━━━━━ Article

Sur les suites de la conférence bancaire et financière de juin dernier, un "certain nombre de décisions" a déjà été pris, concernant notamment le crédit d’impôt pour la transition énergétique, la ligne de 5 milliards d’euros débloqués par la Caisse des Dépôts pour les collectivités locales et les prêts de la BPI. "Il reste le tiers financeur, qui a besoin d’étude et d’examen". La ministre souhaite que "cela soit prêt" d’ici le 9 septembre, date à laquelle elle sera auditionnée par la commission spéciale de l’Assemblée sur le projet de loi transition énergétique. Le fonds de 1,5 milliard pour le financement de la transition énergétique est, quant à lui, "en cours de finalisation". "D’ici la fin septembre, la totalité des décisions [issues de la conférence] seront examinées", a-t-elle affirmé.
Une conférence environnementale au format renouvelé
Enfin, la ministre de l’Ecologie a présenté le nouveau format de la conférence environnementale, qui s'était déroulée en 2012 et en 2013 sur deux jours au mois de septembre. Pour sa troisième édition, elle va se recentrer "sur trois sujets essentiels" – les transports et la mobilité durable, la mobilisation de la société civile pour la lutte contre le changement climatique et la santé environnementale - et sera organisée en trois événements distincts. Le premier de ces rendez-vous aura lieu le 4 octobre au Conseil économique, social et environnemental (Cese). Il aura pour thème la préparation de la Conférence de l'ONU sur le climat, qui sera organisée à Paris fin 2015 et qui doit déboucher sur un accord majeur pour limiter le réchauffement climatique et ses conséquences. La biodiversité sera aussi abordée à cette occasion.
Mi-novembre, "la mobilité durable" et "la croissance verte" seront au coeur des débats qui se dérouleront au pôle universitaire de la Cité Descartes à Marne-la-Vallée (Seine-et-Marne). Les problématiques de santé en lien avec l'environnement seront abordées lors du 3e rendez-vous thématique qui prendra place à l'Institut Pasteur à Paris. François Hollande clôturera en décembre les travaux auxquels participeront parlementaires, collectivités, ONG, entreprises et syndicats. Enfin, le Premier ministre présentera en janvier 2015 la prochaine "feuille de route pour la transition écologique".

━━━━━━━━━━

Selon l'article, à quelle date et en quel lieu se tiendra le premier rendez-vous de la conférence environnementale ?

━━━━━ Segment de données

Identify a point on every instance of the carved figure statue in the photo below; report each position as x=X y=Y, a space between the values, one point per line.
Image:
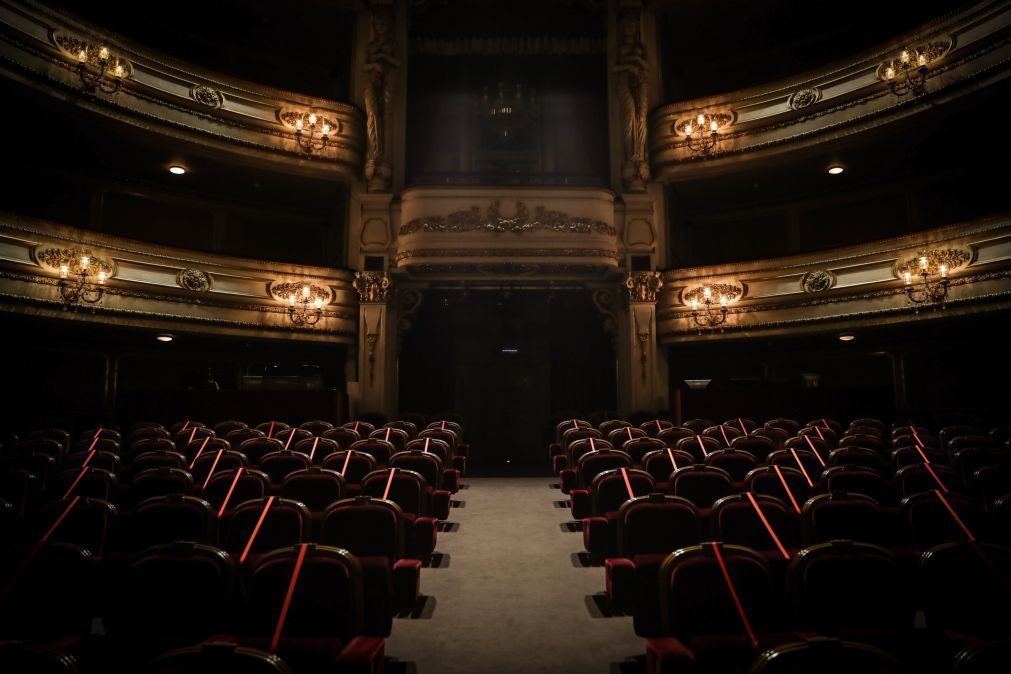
x=377 y=96
x=633 y=97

━━━━━━━━━━

* **La réponse**: Le 4 octobre, au Conseil économique, social et environnemental (Cese).